Required work:
Output every line of the entries from the line containing "Could you please mark the green leaf in" through the last, exactly, with no other content.

----

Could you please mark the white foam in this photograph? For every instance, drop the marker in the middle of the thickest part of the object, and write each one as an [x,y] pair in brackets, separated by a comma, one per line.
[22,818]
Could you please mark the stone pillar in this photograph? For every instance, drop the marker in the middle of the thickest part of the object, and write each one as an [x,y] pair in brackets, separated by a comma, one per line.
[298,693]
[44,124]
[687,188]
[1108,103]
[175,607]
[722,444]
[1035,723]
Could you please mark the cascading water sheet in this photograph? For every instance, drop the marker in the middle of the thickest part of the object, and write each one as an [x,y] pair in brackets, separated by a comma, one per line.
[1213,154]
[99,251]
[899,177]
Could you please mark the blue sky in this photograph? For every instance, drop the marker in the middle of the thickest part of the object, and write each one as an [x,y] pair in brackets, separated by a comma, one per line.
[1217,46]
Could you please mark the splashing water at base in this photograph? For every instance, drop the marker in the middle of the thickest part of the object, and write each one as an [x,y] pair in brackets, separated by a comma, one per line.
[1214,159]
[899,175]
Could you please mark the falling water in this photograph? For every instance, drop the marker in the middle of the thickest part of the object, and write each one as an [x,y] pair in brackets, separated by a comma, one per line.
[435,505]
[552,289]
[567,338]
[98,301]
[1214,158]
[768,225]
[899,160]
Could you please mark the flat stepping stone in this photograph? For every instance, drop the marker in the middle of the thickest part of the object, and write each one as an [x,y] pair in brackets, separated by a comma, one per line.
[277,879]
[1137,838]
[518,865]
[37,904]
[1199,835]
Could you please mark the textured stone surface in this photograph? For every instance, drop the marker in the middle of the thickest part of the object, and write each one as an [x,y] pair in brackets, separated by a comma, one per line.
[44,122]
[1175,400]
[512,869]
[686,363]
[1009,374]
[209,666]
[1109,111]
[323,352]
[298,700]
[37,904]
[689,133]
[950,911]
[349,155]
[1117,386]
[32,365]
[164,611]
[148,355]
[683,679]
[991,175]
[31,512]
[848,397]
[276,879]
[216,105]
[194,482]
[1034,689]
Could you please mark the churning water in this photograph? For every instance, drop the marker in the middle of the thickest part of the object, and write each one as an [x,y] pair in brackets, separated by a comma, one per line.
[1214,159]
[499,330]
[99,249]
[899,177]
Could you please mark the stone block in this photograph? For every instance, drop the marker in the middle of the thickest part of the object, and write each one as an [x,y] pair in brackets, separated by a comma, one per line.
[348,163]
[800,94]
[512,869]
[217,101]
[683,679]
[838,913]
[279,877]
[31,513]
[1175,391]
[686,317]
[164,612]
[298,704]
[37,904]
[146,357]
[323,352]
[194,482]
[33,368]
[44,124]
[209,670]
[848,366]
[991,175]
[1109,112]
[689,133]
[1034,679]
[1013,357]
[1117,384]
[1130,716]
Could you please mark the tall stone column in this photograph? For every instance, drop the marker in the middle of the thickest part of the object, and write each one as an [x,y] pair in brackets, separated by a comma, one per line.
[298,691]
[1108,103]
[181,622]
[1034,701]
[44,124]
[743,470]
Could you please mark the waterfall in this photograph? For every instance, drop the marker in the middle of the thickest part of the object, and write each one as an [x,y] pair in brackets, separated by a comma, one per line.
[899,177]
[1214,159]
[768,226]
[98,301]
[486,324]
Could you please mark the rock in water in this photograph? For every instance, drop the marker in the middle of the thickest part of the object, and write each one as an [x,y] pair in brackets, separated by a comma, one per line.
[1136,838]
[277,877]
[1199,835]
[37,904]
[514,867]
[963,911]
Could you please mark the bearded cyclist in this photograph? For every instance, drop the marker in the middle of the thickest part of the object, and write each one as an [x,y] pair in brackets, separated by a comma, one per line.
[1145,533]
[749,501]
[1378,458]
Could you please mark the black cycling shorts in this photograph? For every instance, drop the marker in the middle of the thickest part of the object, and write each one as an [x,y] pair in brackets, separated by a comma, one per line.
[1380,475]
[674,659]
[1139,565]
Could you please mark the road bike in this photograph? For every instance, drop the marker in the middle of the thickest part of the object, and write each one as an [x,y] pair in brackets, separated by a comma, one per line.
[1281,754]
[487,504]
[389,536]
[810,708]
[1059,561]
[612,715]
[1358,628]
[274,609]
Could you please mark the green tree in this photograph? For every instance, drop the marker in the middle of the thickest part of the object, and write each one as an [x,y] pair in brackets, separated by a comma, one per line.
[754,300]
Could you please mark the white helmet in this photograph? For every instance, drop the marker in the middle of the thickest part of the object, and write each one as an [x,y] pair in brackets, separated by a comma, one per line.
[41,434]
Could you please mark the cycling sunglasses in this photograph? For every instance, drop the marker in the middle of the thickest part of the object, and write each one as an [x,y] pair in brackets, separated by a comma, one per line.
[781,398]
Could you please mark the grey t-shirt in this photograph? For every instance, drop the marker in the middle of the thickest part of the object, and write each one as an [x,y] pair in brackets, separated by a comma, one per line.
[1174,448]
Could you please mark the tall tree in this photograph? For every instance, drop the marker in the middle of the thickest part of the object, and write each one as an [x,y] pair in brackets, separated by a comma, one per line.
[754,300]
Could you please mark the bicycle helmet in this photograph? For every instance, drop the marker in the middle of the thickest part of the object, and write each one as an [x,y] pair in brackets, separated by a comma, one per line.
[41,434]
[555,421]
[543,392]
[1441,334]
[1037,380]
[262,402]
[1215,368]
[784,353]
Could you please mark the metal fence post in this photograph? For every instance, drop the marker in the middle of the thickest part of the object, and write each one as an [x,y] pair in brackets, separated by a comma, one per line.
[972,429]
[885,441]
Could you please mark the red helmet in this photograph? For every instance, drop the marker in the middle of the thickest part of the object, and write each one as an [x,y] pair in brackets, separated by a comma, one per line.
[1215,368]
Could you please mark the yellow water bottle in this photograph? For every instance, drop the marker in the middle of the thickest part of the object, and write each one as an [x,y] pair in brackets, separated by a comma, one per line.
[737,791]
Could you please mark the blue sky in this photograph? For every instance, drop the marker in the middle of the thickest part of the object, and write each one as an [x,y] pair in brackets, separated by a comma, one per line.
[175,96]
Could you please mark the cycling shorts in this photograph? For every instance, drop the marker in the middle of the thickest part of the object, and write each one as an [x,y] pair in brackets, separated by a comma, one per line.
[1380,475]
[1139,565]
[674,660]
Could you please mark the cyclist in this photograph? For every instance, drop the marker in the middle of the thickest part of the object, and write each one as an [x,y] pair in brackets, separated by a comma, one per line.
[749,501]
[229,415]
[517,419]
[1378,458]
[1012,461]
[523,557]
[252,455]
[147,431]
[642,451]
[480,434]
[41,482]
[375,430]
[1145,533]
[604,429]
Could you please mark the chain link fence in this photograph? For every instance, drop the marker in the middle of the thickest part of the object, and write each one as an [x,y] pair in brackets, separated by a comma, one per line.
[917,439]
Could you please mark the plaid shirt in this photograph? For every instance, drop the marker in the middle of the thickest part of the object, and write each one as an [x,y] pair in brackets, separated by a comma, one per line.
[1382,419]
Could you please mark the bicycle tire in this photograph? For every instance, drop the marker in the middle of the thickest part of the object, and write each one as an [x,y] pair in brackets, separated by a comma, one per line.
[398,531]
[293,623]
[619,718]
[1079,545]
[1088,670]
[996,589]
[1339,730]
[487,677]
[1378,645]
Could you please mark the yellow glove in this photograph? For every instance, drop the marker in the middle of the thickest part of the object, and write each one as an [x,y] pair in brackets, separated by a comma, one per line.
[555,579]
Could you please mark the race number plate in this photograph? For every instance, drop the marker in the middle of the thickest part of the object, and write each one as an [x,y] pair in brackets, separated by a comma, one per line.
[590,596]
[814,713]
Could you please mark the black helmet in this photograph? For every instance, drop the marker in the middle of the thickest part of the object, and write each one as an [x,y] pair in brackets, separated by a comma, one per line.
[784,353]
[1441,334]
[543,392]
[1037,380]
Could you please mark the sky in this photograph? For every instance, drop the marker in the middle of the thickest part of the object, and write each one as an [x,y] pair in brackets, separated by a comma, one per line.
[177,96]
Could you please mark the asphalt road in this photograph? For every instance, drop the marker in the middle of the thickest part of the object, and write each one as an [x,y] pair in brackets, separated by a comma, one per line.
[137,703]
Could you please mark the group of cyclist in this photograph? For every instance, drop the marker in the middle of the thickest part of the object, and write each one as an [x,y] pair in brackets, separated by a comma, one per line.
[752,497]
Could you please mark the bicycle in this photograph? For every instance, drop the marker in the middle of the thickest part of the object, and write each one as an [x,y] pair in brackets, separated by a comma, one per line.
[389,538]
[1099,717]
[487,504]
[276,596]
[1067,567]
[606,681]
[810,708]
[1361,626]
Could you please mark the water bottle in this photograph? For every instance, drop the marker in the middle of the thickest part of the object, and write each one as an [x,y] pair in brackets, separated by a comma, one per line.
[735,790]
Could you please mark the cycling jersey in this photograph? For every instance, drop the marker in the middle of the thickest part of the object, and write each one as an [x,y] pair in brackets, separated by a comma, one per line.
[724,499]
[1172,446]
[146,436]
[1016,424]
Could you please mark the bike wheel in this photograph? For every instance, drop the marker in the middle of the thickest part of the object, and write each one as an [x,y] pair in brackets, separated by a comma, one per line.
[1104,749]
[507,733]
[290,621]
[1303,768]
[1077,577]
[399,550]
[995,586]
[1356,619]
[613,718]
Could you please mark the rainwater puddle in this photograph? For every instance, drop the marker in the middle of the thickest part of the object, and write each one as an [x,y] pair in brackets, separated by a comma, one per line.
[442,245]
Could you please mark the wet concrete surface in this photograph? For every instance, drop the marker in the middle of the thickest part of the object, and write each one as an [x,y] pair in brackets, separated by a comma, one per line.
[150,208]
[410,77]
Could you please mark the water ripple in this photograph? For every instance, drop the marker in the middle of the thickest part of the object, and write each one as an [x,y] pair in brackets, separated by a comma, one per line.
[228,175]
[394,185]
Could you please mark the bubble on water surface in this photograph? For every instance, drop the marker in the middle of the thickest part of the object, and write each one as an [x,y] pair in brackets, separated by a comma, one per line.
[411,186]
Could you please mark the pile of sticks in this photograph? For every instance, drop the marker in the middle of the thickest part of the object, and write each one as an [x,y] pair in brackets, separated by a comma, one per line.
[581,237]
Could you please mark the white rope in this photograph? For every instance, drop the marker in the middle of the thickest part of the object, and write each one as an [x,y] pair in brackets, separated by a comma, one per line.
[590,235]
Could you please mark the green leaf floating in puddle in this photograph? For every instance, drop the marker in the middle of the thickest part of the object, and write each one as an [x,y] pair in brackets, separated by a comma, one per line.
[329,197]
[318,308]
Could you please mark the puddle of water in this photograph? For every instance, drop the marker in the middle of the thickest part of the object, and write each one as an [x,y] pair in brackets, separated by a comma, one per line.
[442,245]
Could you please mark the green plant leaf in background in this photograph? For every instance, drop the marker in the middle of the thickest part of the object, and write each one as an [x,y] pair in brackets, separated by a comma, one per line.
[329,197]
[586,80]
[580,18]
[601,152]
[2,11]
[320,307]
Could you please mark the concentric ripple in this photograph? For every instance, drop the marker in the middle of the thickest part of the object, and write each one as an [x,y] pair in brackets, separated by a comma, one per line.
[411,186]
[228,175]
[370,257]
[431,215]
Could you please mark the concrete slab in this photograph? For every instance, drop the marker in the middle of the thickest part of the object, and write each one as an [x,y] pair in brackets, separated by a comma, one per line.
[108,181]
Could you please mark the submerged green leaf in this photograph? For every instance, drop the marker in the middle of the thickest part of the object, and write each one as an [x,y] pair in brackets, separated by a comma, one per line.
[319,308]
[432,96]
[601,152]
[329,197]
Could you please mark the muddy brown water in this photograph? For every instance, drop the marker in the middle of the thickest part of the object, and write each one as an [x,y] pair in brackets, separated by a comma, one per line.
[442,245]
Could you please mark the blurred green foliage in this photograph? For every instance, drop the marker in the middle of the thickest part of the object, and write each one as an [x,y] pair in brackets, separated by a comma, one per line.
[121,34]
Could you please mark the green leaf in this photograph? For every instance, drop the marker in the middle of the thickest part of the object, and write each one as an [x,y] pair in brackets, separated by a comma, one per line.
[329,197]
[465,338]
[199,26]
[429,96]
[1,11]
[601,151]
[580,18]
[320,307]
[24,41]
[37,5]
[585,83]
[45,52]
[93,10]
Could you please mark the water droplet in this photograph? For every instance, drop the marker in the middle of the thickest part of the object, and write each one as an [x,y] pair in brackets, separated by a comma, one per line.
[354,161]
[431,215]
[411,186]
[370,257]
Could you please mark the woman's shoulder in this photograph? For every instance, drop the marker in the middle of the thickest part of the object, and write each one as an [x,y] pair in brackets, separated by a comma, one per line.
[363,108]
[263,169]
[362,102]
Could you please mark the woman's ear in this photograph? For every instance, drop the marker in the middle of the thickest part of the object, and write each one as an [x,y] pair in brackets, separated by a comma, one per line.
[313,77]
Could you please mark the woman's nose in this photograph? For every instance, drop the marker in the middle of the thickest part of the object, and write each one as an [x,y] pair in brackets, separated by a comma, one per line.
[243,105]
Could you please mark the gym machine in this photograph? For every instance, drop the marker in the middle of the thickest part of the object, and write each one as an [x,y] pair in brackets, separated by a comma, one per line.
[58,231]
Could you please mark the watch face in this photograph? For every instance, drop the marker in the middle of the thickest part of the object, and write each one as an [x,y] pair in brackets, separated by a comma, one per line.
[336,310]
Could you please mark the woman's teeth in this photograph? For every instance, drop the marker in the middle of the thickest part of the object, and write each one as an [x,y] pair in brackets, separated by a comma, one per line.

----

The answer:
Could you please mark the green leaf in this photograph? For every instance, drop the marker in the middle of the thickest part of the object, and write each one as an [x,y] pair in brackets, separated by a comma, one per line.
[329,197]
[465,338]
[199,26]
[429,96]
[1,11]
[601,151]
[580,18]
[320,307]
[24,41]
[37,5]
[585,83]
[45,52]
[93,10]
Could you please mark the water droplet in this photograph? For every instance, drop the marker in the middle of the thickest part of the object, and write each one as an [x,y] pair in brackets, separated by a comma, one per line.
[354,161]
[431,215]
[411,186]
[370,257]
Could you please mark the woman's shoulder in this photograph? For every instance, drop the marker in the middle of the thickest part of the object, and write each one as an [x,y] pair in brackets, separated by a comma, one per line.
[363,108]
[263,169]
[362,102]
Could you please mark the woman's ear in this photograph? For every instance, drop the marker in the middle of the thickest part of the object, and write each one as an [x,y] pair in brackets, separated by a comma, one per line.
[313,77]
Could you please mark the woman's nose in this photograph? For every instance, drop the marker in the middle of the thickest part of the object, and write each one as an [x,y] pair in brackets, separated by a comma, one per line.
[243,105]
Could you please mark the gym machine in this photograph? For every instance, drop the marker in the middle of the thickest part of the object, and write each one as an [x,y] pair in brackets, separated by a comma, one per line.
[58,231]
Could you please mark the watch face in this photograph? For every instance, drop the marker in the middle of the thickest part of the object, and write each one as an [x,y] pair in brackets, separated by a comma, one per line.
[336,310]
Could you please mark the woman's teeth in this photograph? For every instance, drop the marker in the middle of the thickest part of the object, and write each one as an [x,y] pair in brackets, separated by a comma, one per line.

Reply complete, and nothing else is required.